SUPPLIED TEXT →

* Start *

+ - 0:00:00
Notes for current slide
Notes for next slide

Academic Publications with
R Markdown

eco-data-science session

Dan Ovando

University of Washington

2020-11-17 (updated 2020-11-17)

1 / 53

Why?

2 / 53

Why?

Also, to make your life easier!

3 / 53

Why R Markdown for Academics?

  • Reproducibility!

    • Copy and pasting figures and tables from even the most reproducible workflow carries risks
  • Citations

    • Seriously, is there anything worse than reference formatting?
  • Making things look nice

    • Automating formatting makes life a lot easier than manually messing with margins by hand
  • Collaboration

    • Trickier, but safer, way to incorporate edits across multiple authors
4 / 53

Why Not R Markdown for Academics?

  • Collaboration can be tricky

    • I honestly think it's easier than merging "finalFinalv10-oct2020-NEW_DANSEDITS.docx"

    • But it does require comfort with general version control practices, as well as R Markdown formatting

    • Probably not the best strategy for a 40 author literature review

  • Journals can have very finicky requirements

    • We'll talk about solutions to this, but sometimes the cure is worse than the bug

    • Don't wait until the night before it's due to make sure that you can get things in the format needed for your journal / dissertation!

5 / 53

A Quick Note on rticles

The rticles package seems like a great tool, providing R Markdown templates for a solid and growing number of journals.

We're not going to spend this meeting on it. I would definitely recommend that you check it out and see if it fits your needs.

  • But be warned, it's very "boutique"
    • Every contribution reflects a particular author's take on how to implement the template via R Markdown.

* End *

TASK SET →
1 – Extract a passage from the R Markdown slides word for word, beginning at the words "We're not going" and stopping after the words "via R Markdown.".
2 – Render this sentence from the R Markdown slides in Spanish: "The rticles package seems like a great tool, providing R Markdown templates for a solid and growing number of journals."
The material that comes next stands apart from the R Markdown slides.

INFORMATION SUPPLIED →
* Start *

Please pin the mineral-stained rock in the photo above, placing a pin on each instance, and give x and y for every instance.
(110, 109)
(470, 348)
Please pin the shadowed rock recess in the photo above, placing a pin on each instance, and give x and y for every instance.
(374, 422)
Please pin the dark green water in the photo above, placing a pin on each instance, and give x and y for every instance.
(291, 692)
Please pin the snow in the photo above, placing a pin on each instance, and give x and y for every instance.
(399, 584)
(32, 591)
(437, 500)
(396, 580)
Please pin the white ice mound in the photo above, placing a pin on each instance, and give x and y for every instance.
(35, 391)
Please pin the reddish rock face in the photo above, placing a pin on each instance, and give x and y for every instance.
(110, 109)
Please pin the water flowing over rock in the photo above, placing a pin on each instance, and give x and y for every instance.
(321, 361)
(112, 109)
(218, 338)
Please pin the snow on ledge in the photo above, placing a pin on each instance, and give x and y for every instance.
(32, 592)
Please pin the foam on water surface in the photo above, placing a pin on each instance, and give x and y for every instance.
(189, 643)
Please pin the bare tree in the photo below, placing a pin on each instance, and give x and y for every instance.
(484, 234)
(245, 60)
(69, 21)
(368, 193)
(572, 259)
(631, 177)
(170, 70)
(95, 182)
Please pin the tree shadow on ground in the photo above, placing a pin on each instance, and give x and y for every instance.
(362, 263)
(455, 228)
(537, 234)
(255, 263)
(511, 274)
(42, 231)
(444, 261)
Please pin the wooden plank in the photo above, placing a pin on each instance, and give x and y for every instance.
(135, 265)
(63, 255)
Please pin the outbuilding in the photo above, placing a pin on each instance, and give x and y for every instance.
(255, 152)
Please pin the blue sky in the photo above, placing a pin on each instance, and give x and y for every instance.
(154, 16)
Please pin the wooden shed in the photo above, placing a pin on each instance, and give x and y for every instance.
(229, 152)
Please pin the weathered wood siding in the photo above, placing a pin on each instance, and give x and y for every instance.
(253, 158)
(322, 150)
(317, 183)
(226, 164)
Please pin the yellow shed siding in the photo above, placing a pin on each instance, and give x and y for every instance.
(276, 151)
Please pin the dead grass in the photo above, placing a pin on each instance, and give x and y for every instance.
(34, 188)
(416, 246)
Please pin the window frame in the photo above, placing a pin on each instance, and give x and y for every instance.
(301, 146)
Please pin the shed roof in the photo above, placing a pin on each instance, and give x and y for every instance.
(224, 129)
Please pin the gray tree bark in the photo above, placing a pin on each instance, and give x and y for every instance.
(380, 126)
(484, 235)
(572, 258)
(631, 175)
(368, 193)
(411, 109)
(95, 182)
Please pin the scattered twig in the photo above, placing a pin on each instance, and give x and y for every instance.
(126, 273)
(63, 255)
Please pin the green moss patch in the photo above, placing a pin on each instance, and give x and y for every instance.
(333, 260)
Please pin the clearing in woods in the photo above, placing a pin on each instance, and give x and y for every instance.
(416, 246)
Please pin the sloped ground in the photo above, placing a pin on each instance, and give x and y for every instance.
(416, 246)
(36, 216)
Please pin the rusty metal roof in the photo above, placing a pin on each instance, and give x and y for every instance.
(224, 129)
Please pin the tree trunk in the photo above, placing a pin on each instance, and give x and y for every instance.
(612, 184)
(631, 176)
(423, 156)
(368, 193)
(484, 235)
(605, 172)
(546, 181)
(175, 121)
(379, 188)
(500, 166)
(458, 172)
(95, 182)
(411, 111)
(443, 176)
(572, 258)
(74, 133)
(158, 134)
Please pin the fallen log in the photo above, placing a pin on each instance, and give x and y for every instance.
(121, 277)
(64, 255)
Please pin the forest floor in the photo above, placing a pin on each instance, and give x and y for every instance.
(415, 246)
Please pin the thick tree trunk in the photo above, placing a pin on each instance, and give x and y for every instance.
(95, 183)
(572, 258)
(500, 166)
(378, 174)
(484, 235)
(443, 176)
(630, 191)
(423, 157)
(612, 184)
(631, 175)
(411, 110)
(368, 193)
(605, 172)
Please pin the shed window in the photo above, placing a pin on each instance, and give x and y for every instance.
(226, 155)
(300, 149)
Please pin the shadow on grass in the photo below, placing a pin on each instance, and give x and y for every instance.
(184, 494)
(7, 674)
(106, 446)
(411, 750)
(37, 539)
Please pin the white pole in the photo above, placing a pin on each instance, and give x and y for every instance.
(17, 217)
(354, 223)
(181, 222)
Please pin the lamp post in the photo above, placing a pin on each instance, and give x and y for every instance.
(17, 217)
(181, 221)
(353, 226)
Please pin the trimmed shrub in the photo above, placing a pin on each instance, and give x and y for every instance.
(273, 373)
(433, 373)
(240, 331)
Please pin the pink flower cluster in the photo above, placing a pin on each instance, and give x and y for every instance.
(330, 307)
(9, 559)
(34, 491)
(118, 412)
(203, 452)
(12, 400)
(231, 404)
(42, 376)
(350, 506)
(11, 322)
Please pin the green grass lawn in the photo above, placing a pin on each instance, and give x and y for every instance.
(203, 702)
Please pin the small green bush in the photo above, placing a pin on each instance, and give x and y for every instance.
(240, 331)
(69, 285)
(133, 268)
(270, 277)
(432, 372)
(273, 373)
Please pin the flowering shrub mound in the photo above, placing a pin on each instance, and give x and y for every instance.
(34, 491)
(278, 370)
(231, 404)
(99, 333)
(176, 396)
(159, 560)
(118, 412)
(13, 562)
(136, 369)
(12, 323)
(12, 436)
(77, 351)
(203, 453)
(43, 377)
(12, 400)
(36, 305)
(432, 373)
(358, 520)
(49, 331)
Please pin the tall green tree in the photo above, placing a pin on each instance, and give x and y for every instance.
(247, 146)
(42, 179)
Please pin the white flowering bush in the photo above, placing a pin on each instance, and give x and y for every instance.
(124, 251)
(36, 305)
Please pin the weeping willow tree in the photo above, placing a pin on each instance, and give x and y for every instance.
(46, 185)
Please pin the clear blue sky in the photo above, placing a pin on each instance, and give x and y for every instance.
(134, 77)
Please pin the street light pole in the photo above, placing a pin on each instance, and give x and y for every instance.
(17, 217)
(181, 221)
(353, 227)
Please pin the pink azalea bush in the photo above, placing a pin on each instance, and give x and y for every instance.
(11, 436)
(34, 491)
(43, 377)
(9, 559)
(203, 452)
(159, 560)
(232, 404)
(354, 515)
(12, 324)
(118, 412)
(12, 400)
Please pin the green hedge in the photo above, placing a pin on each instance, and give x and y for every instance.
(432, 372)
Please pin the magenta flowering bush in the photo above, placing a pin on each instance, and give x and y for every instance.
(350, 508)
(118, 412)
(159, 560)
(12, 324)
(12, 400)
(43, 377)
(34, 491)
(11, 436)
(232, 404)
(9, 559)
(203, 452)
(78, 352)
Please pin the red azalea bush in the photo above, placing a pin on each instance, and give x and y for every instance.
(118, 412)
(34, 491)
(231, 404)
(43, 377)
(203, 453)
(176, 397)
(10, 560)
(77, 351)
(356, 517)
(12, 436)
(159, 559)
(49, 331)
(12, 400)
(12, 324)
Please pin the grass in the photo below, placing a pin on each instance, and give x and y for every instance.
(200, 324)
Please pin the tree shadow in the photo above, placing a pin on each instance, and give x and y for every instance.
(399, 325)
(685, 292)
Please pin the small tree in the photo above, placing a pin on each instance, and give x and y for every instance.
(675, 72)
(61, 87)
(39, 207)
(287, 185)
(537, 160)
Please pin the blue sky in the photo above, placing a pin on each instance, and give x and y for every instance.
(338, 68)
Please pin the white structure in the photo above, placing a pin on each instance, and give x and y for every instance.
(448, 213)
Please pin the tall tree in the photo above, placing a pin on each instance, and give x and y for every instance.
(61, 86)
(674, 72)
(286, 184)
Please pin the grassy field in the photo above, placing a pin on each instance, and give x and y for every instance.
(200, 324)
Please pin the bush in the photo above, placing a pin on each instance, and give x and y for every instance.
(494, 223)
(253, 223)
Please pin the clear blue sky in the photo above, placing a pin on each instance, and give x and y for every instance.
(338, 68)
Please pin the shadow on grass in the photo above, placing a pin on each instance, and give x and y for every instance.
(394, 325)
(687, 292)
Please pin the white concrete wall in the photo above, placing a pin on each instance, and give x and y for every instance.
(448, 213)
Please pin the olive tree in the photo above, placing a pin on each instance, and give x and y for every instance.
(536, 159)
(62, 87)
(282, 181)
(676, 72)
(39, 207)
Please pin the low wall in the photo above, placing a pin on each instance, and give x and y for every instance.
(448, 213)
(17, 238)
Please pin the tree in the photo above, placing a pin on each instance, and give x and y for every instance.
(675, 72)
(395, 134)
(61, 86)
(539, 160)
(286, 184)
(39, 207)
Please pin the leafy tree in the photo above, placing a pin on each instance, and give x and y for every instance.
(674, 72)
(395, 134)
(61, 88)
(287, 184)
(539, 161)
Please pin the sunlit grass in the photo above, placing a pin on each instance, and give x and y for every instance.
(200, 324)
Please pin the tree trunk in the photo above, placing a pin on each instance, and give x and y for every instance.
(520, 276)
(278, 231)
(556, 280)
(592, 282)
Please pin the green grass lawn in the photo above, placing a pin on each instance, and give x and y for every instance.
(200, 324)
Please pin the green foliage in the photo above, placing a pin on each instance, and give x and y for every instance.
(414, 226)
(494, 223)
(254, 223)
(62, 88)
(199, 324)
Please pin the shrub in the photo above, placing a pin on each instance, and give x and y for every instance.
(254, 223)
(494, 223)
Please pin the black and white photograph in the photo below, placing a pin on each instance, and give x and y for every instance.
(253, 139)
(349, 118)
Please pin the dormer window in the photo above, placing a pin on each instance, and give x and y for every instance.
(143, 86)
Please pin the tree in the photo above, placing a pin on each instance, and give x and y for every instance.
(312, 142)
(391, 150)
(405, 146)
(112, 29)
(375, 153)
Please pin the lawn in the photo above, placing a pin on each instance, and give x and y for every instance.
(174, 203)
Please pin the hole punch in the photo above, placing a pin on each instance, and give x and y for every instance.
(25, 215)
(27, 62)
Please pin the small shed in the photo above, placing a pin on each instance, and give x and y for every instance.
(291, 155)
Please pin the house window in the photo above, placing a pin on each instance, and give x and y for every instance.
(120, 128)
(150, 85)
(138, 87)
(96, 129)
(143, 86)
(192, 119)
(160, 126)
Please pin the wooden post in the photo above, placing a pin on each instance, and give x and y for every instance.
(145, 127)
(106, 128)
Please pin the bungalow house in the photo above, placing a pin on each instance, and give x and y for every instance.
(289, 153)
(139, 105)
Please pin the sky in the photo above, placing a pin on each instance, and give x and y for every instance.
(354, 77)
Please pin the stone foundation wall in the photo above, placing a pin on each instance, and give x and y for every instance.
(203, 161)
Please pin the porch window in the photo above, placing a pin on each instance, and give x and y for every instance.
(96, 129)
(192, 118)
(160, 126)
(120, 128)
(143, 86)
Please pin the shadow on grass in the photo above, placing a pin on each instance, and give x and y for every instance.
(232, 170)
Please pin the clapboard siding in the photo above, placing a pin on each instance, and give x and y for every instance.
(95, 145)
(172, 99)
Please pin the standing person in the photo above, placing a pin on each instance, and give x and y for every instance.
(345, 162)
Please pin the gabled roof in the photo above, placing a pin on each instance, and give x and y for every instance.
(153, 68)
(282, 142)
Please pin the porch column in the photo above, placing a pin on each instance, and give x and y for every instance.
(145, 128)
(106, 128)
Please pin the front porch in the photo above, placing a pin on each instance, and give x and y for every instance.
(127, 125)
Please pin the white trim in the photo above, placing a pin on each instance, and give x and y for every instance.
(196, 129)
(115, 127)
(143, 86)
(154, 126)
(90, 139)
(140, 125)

* End *

TASK RESULTS →
1 –
We're not going to spend this meeting on it. I would definitely recommend that you check it out and see if it fits your needs.

  • But be warned, it's very "boutique"
    • Every contribution reflects a particular author's take on how to implement the template via R Markdown.

2 – El paquete rticles parece una gran herramienta, ya que ofrece plantillas de R Markdown para un número sólido y creciente de revistas.